## WRITTEN INSTRUCTION
Convert every line of the material into a JSON list of strings, one string per line, skipping blank lines. Omit the pictures from the output.

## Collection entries
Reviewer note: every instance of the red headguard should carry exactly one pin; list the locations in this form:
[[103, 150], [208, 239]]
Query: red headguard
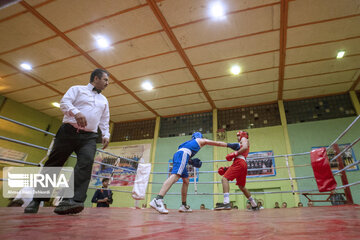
[[242, 134]]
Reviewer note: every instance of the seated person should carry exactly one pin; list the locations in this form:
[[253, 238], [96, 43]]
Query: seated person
[[260, 205], [103, 197]]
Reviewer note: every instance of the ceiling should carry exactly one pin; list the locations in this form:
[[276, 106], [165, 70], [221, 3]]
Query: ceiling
[[286, 50]]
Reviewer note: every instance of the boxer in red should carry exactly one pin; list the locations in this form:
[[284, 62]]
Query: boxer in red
[[238, 171]]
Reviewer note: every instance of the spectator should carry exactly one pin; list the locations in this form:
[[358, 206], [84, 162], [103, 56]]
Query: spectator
[[16, 203], [248, 206], [103, 197]]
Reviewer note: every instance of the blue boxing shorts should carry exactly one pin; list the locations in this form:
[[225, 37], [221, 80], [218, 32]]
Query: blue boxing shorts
[[180, 160]]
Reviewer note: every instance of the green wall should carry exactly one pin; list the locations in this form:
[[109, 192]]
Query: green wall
[[304, 136], [166, 147], [30, 116]]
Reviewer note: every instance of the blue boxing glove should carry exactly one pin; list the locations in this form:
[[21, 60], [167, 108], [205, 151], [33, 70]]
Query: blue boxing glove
[[195, 162], [234, 146]]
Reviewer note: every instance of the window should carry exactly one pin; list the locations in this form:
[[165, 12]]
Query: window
[[126, 131], [315, 109], [249, 117], [186, 124]]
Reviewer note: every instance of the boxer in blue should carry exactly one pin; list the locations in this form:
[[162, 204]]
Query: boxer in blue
[[181, 158]]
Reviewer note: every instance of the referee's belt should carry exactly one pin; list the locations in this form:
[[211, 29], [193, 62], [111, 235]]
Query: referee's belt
[[74, 129], [185, 150]]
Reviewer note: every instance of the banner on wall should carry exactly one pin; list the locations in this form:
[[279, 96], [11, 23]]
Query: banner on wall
[[190, 170], [265, 165], [348, 158], [126, 175], [12, 154]]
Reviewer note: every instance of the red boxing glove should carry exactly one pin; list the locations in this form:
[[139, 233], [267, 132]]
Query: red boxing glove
[[231, 156], [222, 170]]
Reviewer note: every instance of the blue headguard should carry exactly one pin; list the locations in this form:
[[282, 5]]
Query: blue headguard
[[196, 135]]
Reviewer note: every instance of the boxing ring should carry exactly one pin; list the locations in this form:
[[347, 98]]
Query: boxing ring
[[327, 222]]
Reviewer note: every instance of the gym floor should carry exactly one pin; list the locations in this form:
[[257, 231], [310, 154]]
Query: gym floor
[[335, 222]]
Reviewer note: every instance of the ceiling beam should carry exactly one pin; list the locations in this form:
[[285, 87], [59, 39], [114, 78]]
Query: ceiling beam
[[154, 7], [30, 76], [357, 81], [283, 31], [83, 53]]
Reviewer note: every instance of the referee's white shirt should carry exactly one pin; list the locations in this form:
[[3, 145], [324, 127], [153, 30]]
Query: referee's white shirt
[[94, 106]]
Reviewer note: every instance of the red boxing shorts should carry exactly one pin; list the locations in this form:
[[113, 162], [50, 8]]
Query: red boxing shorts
[[238, 171]]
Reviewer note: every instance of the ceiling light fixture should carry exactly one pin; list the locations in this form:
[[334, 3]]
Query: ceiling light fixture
[[235, 70], [147, 86], [217, 10], [56, 104], [26, 66], [102, 42]]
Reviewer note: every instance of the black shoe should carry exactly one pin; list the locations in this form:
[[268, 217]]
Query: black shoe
[[223, 206], [69, 207], [33, 207]]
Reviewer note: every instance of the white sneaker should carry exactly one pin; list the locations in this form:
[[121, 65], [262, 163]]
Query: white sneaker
[[158, 205], [185, 209]]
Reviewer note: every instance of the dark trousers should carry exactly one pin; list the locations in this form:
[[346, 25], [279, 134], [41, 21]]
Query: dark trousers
[[68, 140]]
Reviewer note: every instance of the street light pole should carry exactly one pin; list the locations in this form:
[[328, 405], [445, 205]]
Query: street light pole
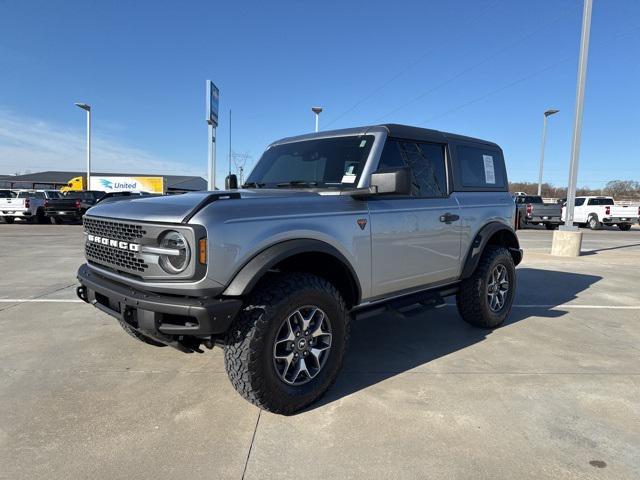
[[548, 113], [567, 241], [87, 108], [577, 123], [317, 111]]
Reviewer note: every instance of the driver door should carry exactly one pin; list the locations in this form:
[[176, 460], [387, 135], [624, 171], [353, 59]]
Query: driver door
[[416, 239]]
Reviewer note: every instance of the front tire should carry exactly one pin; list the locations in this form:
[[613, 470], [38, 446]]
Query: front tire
[[286, 347], [485, 298]]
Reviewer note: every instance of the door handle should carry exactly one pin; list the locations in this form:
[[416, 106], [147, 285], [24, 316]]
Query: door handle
[[449, 217]]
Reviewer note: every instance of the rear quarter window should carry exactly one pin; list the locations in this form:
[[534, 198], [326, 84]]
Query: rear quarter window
[[479, 168]]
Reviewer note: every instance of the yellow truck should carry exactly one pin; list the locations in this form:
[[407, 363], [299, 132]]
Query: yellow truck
[[76, 184], [116, 184]]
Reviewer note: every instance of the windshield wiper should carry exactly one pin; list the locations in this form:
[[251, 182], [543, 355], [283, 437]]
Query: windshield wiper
[[253, 185], [297, 183]]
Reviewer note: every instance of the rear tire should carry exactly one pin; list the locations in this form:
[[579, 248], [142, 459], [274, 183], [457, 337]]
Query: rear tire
[[477, 294], [268, 331]]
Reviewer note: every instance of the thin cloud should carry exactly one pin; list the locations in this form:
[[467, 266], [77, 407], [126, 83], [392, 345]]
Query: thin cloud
[[28, 144]]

## SOLUTION FOR THIS TASK
[
  "Reviewer note: every instance of the red headguard should carry exactly one pin; list the locations in this form:",
  "[[103, 150], [208, 239]]",
  "Query: red headguard",
  "[[242, 134]]",
  "Reviewer note: every instance of the seated person should carry exactly one pin; list the locations in this form:",
  "[[253, 238], [96, 43]]",
  "Query: seated person",
  "[[260, 205], [103, 197]]",
  "Reviewer note: every instance of the ceiling should carry exactly one pin; list the locations in this form:",
  "[[276, 106], [165, 70], [221, 3]]",
  "Query: ceiling",
  "[[286, 50]]",
  "Reviewer note: every instance of the boxer in red should carry exactly one pin; list the locations in this form:",
  "[[284, 62]]",
  "Query: boxer in red",
  "[[238, 171]]",
  "Reviewer note: every instance of the spectator should carry exactly one pin; list the locations in this form:",
  "[[358, 206], [84, 162], [103, 56]]",
  "Query: spectator",
  "[[16, 203], [248, 206], [103, 197]]",
  "Reviewer note: every instance of the blue boxing shorts should carry exactly one pin; list the locations in this form:",
  "[[225, 37], [221, 80], [218, 32]]",
  "Query: blue boxing shorts",
  "[[180, 160]]",
  "Reviewer note: every instance of the green wall should carry exactly one pin; list the locations in this form:",
  "[[109, 192]]",
  "Query: green wall",
  "[[304, 136], [166, 147], [30, 116]]",
  "Reviewer note: every instance of the blue boxing glove should carry exactly one pin; list the locations in this form:",
  "[[21, 60], [167, 108], [205, 151], [33, 70]]",
  "Query: blue boxing glove",
  "[[195, 162], [234, 146]]",
  "Reviewer note: every instance of the window should carry exactly one pin; list the locations in this form:",
  "[[165, 12]]",
  "Query: window",
  "[[126, 131], [315, 109], [249, 117], [186, 124]]",
  "Reviewer note: every instance of the boxer in blue should carry exactly one pin; list the locations in this form:",
  "[[162, 204]]",
  "Query: boxer in blue",
  "[[181, 158]]",
  "Reviewer note: every instance of the referee's belt should carry exactly one pin; list the locations in this form:",
  "[[211, 29], [193, 62], [111, 235]]",
  "Query: referee's belt",
  "[[74, 129], [185, 150]]",
  "Reviewer note: every instance of the banner on wall should carry exactly one pin; list the locations in this form:",
  "[[279, 96], [11, 23]]",
  "Query: banner on wall",
  "[[190, 170], [265, 165], [348, 158], [126, 175], [12, 154]]",
  "Reviewer note: every instance of the red boxing glove should carry exactly one pin; list the locations in this form:",
  "[[139, 233], [267, 132]]",
  "Query: red boxing glove",
  "[[231, 156], [222, 170]]",
  "Reviewer note: every instance of the blue headguard should carry exactly one pin; list the locations in this form:",
  "[[282, 5]]",
  "Query: blue headguard",
  "[[196, 135]]",
  "Reviewer note: every instance of the boxing ring should carry exactly one pin; list the locations in this form:",
  "[[347, 98]]",
  "Query: boxing ring",
  "[[327, 222]]",
  "Reviewer note: every instance of the gym floor should carry exactly one pin; list the locations in this form:",
  "[[257, 231], [310, 154]]",
  "Query: gym floor",
  "[[335, 222]]",
  "Reviewer note: every instance of the ceiling beam should carry exactly one pin; list the locations in this form:",
  "[[285, 87], [59, 39], [114, 78]]",
  "Query: ceiling beam",
  "[[154, 7], [30, 76], [357, 81], [283, 31], [83, 53]]",
  "Reviewer note: every instance of the referee's white shirt should carry exactly one pin; list the locations in this form:",
  "[[3, 145], [324, 127], [153, 30]]",
  "Query: referee's white shirt",
  "[[94, 106]]",
  "Reviewer note: every instance of the red boxing shorts should carry exactly one pin; list the locations in this form:",
  "[[113, 162], [50, 8]]",
  "Query: red boxing shorts",
  "[[238, 171]]",
  "Reviewer note: every instance of the ceiling light fixture should carry exactly one pin; list the locations in this form:",
  "[[334, 3]]",
  "Query: ceiling light fixture",
  "[[235, 70], [147, 86], [217, 10], [56, 104], [26, 66], [102, 42]]",
  "Reviewer note: every instance of the black shoe should carry exactly one pin; list the locations in this form:",
  "[[268, 217]]",
  "Query: black shoe",
  "[[223, 206], [69, 207], [33, 207]]",
  "Reviewer note: every instance of the white sneaker should carry exactly one pin; list the locations in this form:",
  "[[121, 65], [262, 163]]",
  "Query: white sneaker",
  "[[158, 205], [185, 209]]",
  "Reviewer note: every instance of the dark trousers should carry exactly one pin; list the locations in this form:",
  "[[346, 25], [279, 134], [41, 21]]",
  "Query: dark trousers",
  "[[68, 140]]",
  "Reviewer note: every instance of the street light pole should carry exactly one pin; list the locations in this form:",
  "[[328, 405], [445, 205]]",
  "Query: street light pole",
  "[[548, 113], [567, 241], [87, 108], [577, 123], [317, 111]]",
  "Reviewer note: every instance of the driver door should carry exactly one pin; list the locations in this form:",
  "[[176, 460], [387, 135], [624, 171], [353, 59]]",
  "Query: driver door",
  "[[416, 239]]",
  "Reviewer note: every instance of the front tire should carry exactly one pin; list the locations in this form:",
  "[[613, 470], [38, 446]]",
  "Query: front tire",
  "[[286, 347], [485, 298]]",
  "Reviewer note: every instance of the door handle should carry exactly one pin; list the locations in this form:",
  "[[416, 106], [147, 285], [24, 316]]",
  "Query: door handle",
  "[[449, 217]]",
  "Reviewer note: every instance of the rear quarter window should carry exactly one pin; list the locations in this form:",
  "[[534, 198], [326, 84]]",
  "Query: rear quarter window",
  "[[479, 168]]",
  "Reviewer note: every instance of the yellow truck should carry exactly one pin; list the locations in this form:",
  "[[407, 363], [299, 132]]",
  "Query: yellow truck",
  "[[76, 184], [116, 184]]",
  "Reviewer note: every instance of the windshield wiper should carry exactly one pin; list the locations in this form:",
  "[[251, 182], [543, 355], [283, 437]]",
  "Query: windshield wiper",
  "[[253, 185], [297, 183]]",
  "Reviewer note: every instance of the rear tire should carry exactly one pin; list the locations in this form:",
  "[[579, 248], [142, 459], [274, 183], [457, 337]]",
  "Query: rear tire",
  "[[477, 294], [268, 331]]",
  "Reviewer note: every instance of the thin cloud should carry exactly one pin; list the locations in this form:",
  "[[467, 266], [77, 407], [126, 83], [392, 345]]",
  "Query: thin cloud",
  "[[28, 144]]"
]